— start of Data shown —

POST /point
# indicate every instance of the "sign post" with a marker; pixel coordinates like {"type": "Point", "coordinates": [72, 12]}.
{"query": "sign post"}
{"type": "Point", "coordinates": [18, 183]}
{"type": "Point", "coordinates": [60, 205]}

— end of Data shown —

Goal. Reproduce every line of the material above verbatim, without any alteration.

Exercise response.
POST /point
# indicate every instance of the "sign post" with a marker; pixel coordinates like {"type": "Point", "coordinates": [72, 12]}.
{"query": "sign post"}
{"type": "Point", "coordinates": [18, 183]}
{"type": "Point", "coordinates": [60, 205]}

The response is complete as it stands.